Fonte
►

Ma non si tratta di un semplice elenco di prodotti e personaggi: Brainard entra in prima persona nel suo libro, espone tutta la propria vulnerabilità di artista, di omosessuale, di bambino e poi ragazzo, di studente, di uomo. E così facendo, come scrive Paul Auster nella prefazione, riesce “a trascendere ciò che è puramente privato e personale in un’opera che parla di tutti. È proprio questa la sensazione: parlando di sé, Brainard riesce a coinvolgere il lettore con una spontaneità e un candore davvero eccezionali, facendolo entrare nella propria storia personale e contemporaneamente stimolando i ricordi del lettore stesso.

Per un libro così atipico, la casa editrice voleva un revisore di tutto rispetto. Io ho avuto la fortuna di averne addirittura due, dopo aver buttato giù la prima bozza di traduzione. In un primo momento ho lavorato con Paola Quarantelli, editor di Lindau, e in seguito anche con Susanna Basso, che credo non abbia bisogno di presentazioni. Ecco come abbiamo impostato il lavoro.

◄

Attività da svolgere
(1) Ricopia dal brano sul libro di Brainard il tratto che va da "Ma non si tratta" fino a "del lettore stesso.".
(2) Secondo il brano sul libro di Brainard, chi ha scritto la prefazione?
(3) Riassumi in due frasi il brano sul libro di Brainard.

(Dati di etichettatura con coordinate)
►

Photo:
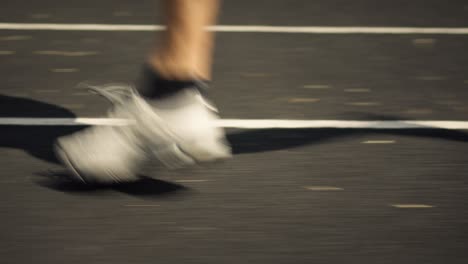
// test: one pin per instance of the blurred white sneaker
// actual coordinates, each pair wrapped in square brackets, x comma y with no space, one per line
[178,130]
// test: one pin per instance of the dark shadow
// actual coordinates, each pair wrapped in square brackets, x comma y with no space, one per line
[260,140]
[145,187]
[38,140]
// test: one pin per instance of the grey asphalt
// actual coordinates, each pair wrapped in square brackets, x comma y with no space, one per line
[263,205]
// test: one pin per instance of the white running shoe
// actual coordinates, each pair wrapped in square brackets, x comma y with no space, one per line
[178,130]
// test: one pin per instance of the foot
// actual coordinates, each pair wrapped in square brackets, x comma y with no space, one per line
[177,130]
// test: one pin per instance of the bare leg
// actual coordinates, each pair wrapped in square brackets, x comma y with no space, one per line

◄

Soluzioni complete
(1)
Ma non si tratta di un semplice elenco di prodotti e personaggi: Brainard entra in prima persona nel suo libro, espone tutta la propria vulnerabilità di artista, di omosessuale, di bambino e poi ragazzo, di studente, di uomo. E così facendo, come scrive Paul Auster nella prefazione, riesce “a trascendere ciò che è puramente privato e personale in un’opera che parla di tutti. È proprio questa la sensazione: parlando di sé, Brainard riesce a coinvolgere il lettore con una spontaneità e un candore davvero eccezionali, facendolo entrare nella propria storia personale e contemporaneamente stimolando i ricordi del lettore stesso.

(2) Paul Auster.

(3) Nel suo libro Brainard non si limita a elencare prodotti e personaggi, ma espone in prima persona la propria vulnerabilità e, parlando di sé, coinvolge il lettore stimolandone i ricordi. Dopo la prima bozza, la traduzione è stata rivista con due revisori: prima con Paola Quarantelli, editor di Lindau, e poi anche con Susanna Basso.